* [Instruction]:
Please reproduce the records below from the line containing "shirt in the image above." through the end of the records, switching "illuminated" to "lit" and leaving everything else unchanged.

* [Material for the task]:

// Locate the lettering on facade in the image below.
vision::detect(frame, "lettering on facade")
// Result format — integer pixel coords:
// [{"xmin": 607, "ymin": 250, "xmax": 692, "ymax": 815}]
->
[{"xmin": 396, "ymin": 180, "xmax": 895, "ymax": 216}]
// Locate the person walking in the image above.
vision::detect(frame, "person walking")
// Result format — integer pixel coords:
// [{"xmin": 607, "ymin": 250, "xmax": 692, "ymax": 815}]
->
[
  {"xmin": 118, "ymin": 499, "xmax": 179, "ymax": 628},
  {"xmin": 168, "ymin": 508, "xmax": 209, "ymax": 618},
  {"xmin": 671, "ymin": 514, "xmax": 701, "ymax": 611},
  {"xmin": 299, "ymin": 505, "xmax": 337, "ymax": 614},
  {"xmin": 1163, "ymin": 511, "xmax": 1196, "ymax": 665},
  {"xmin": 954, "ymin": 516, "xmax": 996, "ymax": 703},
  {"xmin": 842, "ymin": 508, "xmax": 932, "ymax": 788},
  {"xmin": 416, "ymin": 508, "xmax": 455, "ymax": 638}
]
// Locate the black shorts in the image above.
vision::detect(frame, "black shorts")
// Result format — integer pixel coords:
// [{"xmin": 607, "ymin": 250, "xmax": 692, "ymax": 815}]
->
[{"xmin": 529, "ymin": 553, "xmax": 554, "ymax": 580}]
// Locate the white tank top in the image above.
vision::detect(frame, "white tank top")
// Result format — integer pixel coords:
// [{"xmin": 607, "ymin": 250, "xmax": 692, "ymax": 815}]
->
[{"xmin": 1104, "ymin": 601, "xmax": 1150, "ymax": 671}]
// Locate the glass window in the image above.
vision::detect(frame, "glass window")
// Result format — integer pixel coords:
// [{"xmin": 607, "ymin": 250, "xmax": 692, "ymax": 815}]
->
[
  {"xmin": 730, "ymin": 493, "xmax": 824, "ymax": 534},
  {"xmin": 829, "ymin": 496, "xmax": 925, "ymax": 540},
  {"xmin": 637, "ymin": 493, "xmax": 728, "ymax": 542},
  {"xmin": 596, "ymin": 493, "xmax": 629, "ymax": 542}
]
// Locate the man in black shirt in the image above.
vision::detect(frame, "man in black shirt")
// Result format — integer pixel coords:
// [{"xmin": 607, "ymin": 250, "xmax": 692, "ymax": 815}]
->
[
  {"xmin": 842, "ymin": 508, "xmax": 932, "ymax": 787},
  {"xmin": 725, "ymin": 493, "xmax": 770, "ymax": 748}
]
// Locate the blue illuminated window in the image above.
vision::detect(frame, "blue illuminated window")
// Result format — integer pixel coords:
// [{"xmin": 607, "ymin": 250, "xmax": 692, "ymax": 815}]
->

* [Solution for this exercise]:
// Locate the man in black shirt in the image above.
vision::detect(frame, "man in black shirt")
// Result format — integer pixel coords:
// [{"xmin": 607, "ymin": 250, "xmax": 692, "ymax": 815}]
->
[
  {"xmin": 842, "ymin": 508, "xmax": 932, "ymax": 787},
  {"xmin": 725, "ymin": 493, "xmax": 770, "ymax": 748}
]
// Locate the blue lit window in the image above.
vision::detect(frame, "blue lit window")
// Result format — integer pixel coords:
// [{"xmin": 607, "ymin": 250, "xmax": 692, "ymax": 815}]
->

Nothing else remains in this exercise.